■ Excerpted passage:

** Begin **

Robert De Niro in Joker. Credit: Warner Brothers / DC

So, we have an oppressed public. Poor and dejected. Got it.


Or do I? Because this very same public, one that I would otherwise sympathise with, is also absolutely awful. Cartoonishly so, actually. The film opens with a senseless act of violence - a bunch of hoodlums beating Arthur on the job for no reason - and, as far as I’m concerned, this beat-up defines the masses for the entirety of the film. They are angry animals, bullies and, ultimately, even murderers.


So, the masses are oppressed and disenfranchised. And they are also very mean. Alright. In a way it makes sense, doesn’t it? After all, I would also be pretty mad if I was out of a job, going hungry every night, and having to hear the wealthy Thomas Wayne call people like me “clowns” on the local news. I might even take my anger out on people just like me, sometimes. I’m still not sure about the whole murder thing, though, but I guess we all have bad days.


Is this what Joker trying to say about the masses, then? That they are poor and angry? That the rich don’t care? Class Struggles 101? Maybe. But I think something else is going on here. In fact, I think that Joker itself wants you to think there’s something else going on here. If it didn’t, why make the public revolt? Why make everything so political? Are the masses poor, and angry, and right?


Well, maybe. But this is when Joker’s script really starts to become confusing. Could you make a convincing argument that an oppressed mass is right to rise up against its oppressors? Yes. Could you convince me that this uprising must necessarily be violent? Probably, with a strong enough argument. However, will I buy that such an outbreak is meaningful when the only encounters of note I have had with the people rioting have been ones of mindless cruelty, apparently fuelled by nothing short of a lust for blood? There, my friend, your chances are slim. The people of Gotham are shown to be so insensitive, so unkind, so reckless that, as I watched them set Gotham on fire, I almost wanted them to burn down with it. And that is not the response I should have while watching a group of oppressed people fighting their oppressors, is it? Yet somehow my sympathy felt unearned.

** End **

■ Extracted material:

** Begin **

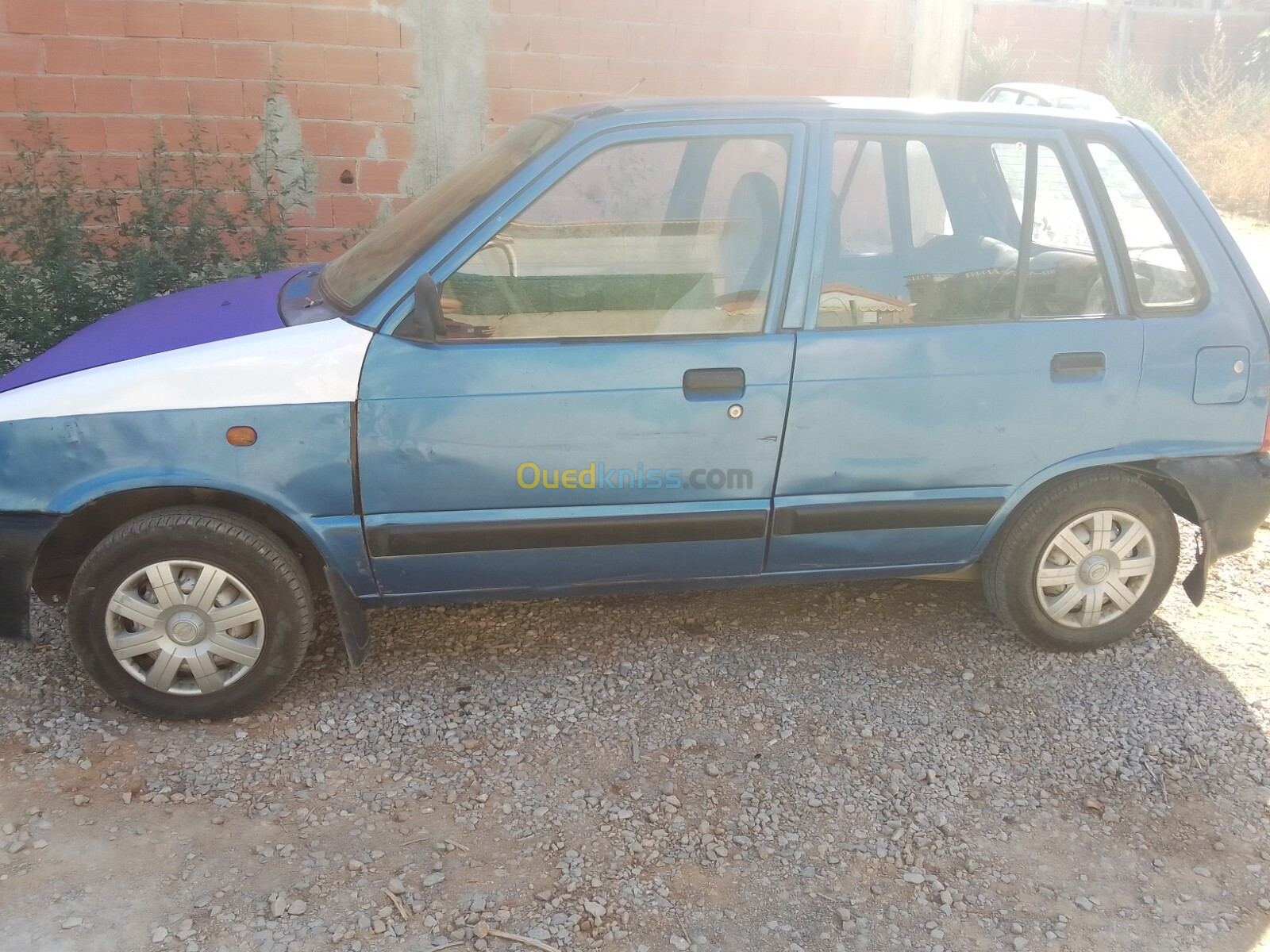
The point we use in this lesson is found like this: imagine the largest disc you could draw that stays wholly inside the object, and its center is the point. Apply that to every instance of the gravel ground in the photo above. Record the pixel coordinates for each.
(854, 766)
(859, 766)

** End **
** Begin **

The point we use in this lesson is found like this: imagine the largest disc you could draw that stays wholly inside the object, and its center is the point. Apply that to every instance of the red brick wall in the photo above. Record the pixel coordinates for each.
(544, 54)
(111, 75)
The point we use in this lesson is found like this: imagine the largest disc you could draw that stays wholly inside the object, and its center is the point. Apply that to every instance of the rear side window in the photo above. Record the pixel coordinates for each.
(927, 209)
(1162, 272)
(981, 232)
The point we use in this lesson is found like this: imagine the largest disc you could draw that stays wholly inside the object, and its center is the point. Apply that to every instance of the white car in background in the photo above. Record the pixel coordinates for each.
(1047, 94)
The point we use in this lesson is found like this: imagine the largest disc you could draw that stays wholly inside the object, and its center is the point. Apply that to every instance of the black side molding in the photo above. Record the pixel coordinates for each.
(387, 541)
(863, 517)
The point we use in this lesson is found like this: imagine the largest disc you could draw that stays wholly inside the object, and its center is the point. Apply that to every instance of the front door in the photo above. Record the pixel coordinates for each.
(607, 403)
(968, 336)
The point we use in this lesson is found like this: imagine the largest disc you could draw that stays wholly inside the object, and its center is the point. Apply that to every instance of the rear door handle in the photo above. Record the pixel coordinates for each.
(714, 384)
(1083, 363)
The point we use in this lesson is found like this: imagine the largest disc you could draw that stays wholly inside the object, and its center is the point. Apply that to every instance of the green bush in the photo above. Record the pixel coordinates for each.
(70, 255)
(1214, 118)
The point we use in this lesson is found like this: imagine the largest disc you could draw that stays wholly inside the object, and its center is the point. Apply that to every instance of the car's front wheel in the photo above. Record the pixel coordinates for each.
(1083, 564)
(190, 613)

** End **

■ Task set:
• a. In the Joker review, condense the paragraph that begins "Or do I? Because this very same public" into two sentences, keeping its main facts.
• b. According to the Joker review, what does the wealthy Thomas Wayne call people like the writer on the local news?
• c. Write the next part of the Joker review, starting after its final sentence.

■ Outputs:
• a. The writer says that the public they would otherwise sympathize with is also cartoonishly awful. The film opens with hoodlums beating Arthur on the job for no reason, and for the writer that attack defines the masses for the whole film as angry animals, bullies and, in the end, murderers.

• b. He calls them "clowns."

• c.
Joaquin Phoenix in Joker. Credit: Warner Brothers / DC

It was then, watching this scene, when an idea occurred to me: These people, the very same lifting Arthur victoriously onto a car, could very well be the same who beat Arthur up at the beginning of the film. Those hoodlums were, after all, definitely part of the Gotham masses. But crucially, they have not earned their redemption. There is no point in the film when the audience is earnestly asked to have sympathy for the crowd. The closest we come to that is having sympathy for Arthur himself, but I am hesitant to even recognise him as part of the masses given how often they are diametrically opposed. Not only does he never truly join the protest culture he (accidentally) helped create, but he even fails to relocate the target of his rage from ‘the people’ to ‘the powerful’. Even towards the end of the film, when his character has become fully realised, Arthur kills an ex-coworker, as well as his own mother. (Class solidarity who? Joker doesn’t know her.) So, lacking even a redemption-by-association, the rioting mass cannot reliably be read as some underprivileged troublemakers who have learned the error of their ways and turned to fight the rich instead of each other, but as a group of downright assholes who could very well be destroying Gotham for destruction’s sake, attracted to violence itself like a moth to a city-sized flame.


Even now, I don’t know what to think about the masses in Joker. Should I relate to them? Maybe. Should I just view them as bullies? Maybe. Should I do both, simultaneously? Well, maybe, but how? And why can’t I answer any of these questions with anything other than a “maybe”?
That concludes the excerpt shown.